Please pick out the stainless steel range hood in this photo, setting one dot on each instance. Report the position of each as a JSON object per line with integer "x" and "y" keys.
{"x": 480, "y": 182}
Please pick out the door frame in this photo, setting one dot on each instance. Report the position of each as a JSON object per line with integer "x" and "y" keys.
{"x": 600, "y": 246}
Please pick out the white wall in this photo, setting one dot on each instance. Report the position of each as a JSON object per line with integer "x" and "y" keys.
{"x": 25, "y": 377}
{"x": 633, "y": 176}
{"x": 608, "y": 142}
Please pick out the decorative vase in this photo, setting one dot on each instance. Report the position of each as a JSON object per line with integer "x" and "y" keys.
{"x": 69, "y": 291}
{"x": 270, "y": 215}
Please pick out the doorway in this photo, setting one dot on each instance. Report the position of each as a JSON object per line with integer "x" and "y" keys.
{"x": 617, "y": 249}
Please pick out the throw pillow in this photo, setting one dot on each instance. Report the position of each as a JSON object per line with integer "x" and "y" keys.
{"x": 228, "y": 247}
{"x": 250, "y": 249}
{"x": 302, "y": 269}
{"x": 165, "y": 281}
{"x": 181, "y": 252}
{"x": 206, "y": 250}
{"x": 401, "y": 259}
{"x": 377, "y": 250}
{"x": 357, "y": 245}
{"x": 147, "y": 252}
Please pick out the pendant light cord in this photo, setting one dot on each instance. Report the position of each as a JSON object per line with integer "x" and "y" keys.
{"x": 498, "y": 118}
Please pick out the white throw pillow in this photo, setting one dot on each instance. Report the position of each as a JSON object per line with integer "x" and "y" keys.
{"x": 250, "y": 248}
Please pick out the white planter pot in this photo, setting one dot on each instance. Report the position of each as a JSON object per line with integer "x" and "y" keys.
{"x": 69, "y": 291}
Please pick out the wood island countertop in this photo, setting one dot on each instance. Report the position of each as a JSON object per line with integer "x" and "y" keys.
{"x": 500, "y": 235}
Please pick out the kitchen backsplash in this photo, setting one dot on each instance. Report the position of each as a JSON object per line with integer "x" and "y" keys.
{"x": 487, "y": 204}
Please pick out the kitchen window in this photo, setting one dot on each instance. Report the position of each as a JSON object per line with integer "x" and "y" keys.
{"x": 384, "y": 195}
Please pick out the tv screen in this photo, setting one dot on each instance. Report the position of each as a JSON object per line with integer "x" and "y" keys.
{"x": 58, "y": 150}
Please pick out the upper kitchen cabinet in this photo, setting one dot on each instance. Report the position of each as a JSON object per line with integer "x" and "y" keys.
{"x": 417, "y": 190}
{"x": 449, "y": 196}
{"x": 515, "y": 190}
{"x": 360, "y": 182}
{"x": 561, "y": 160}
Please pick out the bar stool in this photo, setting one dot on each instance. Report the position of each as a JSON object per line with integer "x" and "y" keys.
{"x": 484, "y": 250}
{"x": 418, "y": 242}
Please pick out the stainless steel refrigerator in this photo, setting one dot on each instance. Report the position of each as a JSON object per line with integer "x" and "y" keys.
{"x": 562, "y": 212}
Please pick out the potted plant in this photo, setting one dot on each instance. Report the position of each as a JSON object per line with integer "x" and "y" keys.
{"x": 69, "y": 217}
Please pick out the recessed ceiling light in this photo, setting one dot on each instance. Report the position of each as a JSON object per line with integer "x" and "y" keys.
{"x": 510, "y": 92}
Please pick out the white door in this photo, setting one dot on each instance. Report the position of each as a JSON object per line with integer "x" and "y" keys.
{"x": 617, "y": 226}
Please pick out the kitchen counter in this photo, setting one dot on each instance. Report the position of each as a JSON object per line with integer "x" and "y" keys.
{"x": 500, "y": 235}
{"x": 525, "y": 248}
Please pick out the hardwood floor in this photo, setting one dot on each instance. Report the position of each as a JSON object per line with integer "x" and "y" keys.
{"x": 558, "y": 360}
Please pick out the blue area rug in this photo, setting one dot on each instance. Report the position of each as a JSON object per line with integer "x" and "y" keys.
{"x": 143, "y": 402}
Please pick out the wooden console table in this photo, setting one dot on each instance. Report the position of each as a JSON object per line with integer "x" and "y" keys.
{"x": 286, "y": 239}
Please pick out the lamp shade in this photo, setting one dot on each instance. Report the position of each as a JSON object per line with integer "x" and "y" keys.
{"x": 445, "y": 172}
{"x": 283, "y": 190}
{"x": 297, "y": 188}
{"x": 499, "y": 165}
* * * * * * *
Render the listing as a JSON array of strings, one string per line, starting at the line containing "Please pick out the lamp" and running through the last line of the listing. Leave out any blank lines.

# [EXERCISE RESULT]
[
  "Please pick out the lamp shade in this photo, setting one dot on each instance. Report the position of each as a JSON object per line with integer \"x\" and \"y\" keys.",
  "{\"x\": 445, \"y\": 172}",
  "{\"x\": 283, \"y\": 190}",
  "{\"x\": 297, \"y\": 188}",
  "{\"x\": 499, \"y\": 165}"
]